Dataset records:
========================================
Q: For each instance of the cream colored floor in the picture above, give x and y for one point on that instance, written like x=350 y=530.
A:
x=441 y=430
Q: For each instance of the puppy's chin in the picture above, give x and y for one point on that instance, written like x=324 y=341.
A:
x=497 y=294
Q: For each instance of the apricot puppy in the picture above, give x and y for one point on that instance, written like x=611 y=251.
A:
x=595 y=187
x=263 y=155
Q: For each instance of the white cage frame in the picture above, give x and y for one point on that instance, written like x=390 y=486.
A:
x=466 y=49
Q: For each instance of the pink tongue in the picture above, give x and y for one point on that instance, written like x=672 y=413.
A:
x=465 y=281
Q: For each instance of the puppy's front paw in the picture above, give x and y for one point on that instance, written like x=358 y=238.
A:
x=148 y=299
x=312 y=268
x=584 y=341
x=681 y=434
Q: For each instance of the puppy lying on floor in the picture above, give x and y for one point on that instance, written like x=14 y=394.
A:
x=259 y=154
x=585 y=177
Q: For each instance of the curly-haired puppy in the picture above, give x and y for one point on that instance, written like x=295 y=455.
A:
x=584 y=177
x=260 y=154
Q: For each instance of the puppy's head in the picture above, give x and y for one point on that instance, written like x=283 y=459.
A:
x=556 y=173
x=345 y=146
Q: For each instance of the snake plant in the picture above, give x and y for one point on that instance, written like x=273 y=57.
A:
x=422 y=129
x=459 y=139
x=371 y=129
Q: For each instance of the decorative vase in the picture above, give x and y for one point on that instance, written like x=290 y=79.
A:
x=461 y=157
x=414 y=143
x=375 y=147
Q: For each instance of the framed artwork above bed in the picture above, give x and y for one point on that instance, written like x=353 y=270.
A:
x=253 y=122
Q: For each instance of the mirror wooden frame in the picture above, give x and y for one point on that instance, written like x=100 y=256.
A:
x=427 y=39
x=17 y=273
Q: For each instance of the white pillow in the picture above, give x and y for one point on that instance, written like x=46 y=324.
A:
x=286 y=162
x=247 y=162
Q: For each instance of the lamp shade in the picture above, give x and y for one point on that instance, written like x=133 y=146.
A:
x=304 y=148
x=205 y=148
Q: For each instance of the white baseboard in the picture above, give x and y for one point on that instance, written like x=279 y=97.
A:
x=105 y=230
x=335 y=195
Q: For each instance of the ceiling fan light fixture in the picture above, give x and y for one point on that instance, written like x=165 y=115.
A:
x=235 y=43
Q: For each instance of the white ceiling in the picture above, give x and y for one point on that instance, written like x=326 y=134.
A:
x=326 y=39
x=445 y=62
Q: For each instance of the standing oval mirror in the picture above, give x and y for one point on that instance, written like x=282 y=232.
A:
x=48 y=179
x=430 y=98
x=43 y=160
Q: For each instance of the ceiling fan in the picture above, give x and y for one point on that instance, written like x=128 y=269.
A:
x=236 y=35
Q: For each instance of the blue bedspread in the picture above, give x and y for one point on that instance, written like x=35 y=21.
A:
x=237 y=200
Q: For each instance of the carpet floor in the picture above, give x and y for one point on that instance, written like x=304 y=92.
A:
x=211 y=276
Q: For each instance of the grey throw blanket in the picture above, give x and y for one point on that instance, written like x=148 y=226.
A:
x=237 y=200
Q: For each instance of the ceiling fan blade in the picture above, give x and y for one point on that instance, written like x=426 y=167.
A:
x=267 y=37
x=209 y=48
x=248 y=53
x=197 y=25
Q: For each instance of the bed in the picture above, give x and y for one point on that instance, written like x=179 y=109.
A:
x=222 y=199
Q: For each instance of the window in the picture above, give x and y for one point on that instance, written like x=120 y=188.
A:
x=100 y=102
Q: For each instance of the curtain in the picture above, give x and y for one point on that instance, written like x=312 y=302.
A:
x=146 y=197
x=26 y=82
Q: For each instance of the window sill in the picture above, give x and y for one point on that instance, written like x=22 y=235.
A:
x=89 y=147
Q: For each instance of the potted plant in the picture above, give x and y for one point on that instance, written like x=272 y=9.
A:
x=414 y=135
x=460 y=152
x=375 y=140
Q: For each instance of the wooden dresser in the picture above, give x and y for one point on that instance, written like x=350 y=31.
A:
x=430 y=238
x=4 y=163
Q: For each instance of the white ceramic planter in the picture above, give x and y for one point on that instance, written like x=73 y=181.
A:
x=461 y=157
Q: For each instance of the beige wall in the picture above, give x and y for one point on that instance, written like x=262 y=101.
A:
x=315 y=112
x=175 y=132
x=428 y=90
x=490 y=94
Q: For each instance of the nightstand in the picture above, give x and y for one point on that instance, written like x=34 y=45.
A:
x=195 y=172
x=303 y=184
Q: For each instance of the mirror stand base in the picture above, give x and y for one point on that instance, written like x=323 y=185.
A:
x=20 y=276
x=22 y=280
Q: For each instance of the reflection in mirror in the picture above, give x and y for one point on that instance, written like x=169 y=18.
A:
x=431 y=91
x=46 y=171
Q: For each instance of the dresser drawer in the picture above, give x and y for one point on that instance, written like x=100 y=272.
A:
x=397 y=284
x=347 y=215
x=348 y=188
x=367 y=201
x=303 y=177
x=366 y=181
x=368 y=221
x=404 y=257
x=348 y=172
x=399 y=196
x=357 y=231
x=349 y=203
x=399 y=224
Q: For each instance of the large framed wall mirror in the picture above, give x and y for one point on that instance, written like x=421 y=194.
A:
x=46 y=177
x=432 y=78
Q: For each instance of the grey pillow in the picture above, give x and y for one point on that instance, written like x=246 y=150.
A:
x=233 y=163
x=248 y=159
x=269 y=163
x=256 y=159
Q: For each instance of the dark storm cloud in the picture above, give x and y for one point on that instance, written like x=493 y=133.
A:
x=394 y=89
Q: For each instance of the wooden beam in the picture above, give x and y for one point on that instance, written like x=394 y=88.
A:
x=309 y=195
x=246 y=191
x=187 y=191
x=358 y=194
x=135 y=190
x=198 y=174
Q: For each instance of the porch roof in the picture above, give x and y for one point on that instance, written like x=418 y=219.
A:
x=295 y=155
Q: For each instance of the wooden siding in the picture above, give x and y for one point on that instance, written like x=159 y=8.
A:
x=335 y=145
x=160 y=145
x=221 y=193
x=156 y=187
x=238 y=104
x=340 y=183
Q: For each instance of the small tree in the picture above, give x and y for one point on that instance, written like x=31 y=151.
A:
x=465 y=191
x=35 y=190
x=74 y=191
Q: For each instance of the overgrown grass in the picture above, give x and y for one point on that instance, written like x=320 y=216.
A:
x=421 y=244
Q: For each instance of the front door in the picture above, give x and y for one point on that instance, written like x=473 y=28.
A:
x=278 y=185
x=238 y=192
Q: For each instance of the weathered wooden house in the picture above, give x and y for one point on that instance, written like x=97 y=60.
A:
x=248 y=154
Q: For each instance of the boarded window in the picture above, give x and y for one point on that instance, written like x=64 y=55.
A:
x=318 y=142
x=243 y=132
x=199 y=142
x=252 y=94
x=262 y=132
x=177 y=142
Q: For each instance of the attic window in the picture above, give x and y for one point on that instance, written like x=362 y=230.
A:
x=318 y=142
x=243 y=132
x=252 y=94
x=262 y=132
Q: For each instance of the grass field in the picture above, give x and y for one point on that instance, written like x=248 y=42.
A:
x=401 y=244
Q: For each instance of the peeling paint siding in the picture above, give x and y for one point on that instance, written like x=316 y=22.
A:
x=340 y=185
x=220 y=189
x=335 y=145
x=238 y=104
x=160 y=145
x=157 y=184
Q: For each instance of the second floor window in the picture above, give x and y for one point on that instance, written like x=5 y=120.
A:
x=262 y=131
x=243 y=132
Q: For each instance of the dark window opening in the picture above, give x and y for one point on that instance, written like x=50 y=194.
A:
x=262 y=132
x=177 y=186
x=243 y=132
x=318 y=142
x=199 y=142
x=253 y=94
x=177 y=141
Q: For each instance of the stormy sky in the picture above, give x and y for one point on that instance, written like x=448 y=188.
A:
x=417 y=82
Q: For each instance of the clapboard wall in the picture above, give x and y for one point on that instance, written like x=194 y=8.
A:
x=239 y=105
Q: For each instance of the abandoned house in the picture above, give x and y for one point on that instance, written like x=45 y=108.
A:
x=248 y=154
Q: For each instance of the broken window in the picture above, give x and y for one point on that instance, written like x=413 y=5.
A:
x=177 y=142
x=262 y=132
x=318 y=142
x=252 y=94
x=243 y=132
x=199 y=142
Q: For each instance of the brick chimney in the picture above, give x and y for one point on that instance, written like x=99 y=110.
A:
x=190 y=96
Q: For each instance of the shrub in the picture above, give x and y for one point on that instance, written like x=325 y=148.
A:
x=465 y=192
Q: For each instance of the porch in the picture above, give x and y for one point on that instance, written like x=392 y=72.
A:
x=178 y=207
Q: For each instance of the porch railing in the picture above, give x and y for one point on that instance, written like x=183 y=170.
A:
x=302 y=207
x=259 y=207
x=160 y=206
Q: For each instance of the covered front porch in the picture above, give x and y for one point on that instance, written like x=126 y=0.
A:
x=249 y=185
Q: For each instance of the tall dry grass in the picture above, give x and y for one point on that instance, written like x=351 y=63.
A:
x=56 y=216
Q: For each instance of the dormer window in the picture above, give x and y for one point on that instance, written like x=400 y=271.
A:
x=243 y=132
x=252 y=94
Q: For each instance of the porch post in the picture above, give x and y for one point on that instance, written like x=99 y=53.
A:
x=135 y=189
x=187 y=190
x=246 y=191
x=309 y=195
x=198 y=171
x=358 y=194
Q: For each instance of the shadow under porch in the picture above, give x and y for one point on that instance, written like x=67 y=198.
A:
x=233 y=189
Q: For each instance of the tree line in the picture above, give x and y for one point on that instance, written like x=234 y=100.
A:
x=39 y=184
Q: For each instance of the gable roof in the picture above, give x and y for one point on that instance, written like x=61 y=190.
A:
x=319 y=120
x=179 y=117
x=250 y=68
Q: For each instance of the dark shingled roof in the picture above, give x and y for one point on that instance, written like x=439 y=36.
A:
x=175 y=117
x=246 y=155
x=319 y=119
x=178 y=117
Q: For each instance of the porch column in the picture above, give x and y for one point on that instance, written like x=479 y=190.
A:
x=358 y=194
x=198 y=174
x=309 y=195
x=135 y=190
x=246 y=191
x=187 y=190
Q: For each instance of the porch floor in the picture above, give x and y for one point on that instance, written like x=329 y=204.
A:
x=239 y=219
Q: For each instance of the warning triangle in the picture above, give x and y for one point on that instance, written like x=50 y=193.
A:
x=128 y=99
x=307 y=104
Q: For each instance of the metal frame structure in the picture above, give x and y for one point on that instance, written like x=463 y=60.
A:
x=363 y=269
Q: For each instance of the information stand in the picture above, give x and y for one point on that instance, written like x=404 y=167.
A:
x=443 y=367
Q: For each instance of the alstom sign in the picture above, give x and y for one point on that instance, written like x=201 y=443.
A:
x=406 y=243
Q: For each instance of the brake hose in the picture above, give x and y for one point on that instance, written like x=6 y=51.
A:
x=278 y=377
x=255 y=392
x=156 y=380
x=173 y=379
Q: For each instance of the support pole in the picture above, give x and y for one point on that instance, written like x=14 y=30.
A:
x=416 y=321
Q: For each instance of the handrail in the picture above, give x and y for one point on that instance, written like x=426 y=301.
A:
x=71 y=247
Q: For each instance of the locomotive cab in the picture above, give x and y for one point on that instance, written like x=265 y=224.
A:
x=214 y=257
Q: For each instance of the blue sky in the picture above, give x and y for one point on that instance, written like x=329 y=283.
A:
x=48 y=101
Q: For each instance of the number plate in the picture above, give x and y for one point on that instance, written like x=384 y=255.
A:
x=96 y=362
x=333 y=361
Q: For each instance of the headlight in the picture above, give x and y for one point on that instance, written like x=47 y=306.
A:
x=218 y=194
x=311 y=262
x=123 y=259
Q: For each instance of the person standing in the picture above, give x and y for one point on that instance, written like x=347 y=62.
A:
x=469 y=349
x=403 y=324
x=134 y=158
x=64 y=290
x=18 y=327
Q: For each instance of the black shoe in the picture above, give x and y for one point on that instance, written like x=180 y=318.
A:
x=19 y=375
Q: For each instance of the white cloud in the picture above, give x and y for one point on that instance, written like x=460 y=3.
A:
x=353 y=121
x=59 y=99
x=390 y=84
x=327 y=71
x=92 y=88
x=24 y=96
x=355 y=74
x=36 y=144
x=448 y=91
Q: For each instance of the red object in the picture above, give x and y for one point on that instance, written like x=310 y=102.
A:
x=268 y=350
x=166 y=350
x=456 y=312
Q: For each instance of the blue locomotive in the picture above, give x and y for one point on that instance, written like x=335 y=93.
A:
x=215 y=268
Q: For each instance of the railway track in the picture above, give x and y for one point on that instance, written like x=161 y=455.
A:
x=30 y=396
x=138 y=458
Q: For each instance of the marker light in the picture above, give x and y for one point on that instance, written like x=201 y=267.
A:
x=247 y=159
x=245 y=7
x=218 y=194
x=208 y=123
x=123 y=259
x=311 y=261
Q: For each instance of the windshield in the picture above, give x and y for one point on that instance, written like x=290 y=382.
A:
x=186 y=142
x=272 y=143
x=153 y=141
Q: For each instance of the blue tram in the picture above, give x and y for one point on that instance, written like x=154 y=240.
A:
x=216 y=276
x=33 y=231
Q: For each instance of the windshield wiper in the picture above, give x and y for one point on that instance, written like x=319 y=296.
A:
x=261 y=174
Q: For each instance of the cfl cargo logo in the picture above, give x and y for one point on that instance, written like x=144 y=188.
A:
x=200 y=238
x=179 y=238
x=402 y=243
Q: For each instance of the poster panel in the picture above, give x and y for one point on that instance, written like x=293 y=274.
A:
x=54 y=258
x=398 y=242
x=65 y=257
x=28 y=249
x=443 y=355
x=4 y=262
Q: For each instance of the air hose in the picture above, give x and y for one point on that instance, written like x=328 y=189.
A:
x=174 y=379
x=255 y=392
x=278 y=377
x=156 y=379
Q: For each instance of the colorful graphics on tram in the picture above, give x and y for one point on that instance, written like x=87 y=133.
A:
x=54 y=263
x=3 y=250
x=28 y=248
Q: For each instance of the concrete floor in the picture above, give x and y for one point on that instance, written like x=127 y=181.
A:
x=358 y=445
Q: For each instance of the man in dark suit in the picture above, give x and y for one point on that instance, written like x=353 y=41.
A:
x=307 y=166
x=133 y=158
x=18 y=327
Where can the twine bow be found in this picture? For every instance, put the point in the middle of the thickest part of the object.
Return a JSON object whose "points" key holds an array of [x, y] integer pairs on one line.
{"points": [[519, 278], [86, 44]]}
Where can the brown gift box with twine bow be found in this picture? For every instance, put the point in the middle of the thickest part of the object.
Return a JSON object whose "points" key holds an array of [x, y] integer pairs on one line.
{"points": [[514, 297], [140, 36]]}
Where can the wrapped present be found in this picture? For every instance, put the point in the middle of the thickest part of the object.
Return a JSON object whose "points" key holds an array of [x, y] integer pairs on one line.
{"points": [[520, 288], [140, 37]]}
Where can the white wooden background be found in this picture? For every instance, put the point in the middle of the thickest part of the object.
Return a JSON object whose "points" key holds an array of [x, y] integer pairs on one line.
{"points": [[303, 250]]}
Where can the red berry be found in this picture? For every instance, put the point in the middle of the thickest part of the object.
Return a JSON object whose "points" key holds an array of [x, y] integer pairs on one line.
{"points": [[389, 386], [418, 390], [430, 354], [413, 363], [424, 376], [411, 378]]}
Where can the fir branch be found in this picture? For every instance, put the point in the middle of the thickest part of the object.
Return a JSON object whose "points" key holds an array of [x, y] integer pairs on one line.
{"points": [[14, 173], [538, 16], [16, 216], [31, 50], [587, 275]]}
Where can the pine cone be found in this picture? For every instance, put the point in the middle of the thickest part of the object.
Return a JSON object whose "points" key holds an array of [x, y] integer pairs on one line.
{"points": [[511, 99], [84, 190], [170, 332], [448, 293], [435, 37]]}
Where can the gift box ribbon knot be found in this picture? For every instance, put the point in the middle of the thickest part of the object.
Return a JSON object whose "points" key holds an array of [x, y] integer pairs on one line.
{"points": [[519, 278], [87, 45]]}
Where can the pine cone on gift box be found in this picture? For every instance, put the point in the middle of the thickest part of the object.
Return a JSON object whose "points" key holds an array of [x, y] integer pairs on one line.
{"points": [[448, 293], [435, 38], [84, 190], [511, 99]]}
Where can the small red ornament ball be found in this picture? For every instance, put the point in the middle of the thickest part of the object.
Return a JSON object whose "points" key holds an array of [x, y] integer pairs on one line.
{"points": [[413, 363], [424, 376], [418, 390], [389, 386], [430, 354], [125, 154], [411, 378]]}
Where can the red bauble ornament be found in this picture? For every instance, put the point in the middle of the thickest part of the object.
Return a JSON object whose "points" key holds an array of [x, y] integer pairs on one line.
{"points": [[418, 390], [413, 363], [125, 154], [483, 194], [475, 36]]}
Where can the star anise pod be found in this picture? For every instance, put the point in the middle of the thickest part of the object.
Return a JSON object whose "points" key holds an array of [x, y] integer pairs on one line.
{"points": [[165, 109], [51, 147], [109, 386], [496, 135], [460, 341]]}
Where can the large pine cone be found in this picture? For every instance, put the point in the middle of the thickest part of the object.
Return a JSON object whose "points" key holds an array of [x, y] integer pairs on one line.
========================================
From the records above, repeat exactly the lines from the one with "Q: For each instance of the poster" through the one with "Q: For each instance of the man", both included.

Written solution:
Q: For each instance of the poster panel in the picture above, give x and y for one point on that instance, written like x=293 y=274.
A:
x=54 y=258
x=398 y=242
x=65 y=257
x=28 y=249
x=443 y=355
x=4 y=262
Q: For each instance of the air hose in the picture above, give x and y for one point on that instance, written like x=328 y=189.
A:
x=174 y=379
x=255 y=392
x=278 y=377
x=156 y=379
Q: For each instance of the colorful graphics on tram in the picture above, give x and y for one point on that instance, written like x=87 y=133.
A:
x=54 y=263
x=3 y=250
x=28 y=248
Q: For each instance of the concrete floor in the picture above, give x and y for one point on that instance, written like x=127 y=181.
A:
x=358 y=445
Q: For each instance of the man in dark suit in the picture above, give x and y for one point on that instance, written like x=353 y=41.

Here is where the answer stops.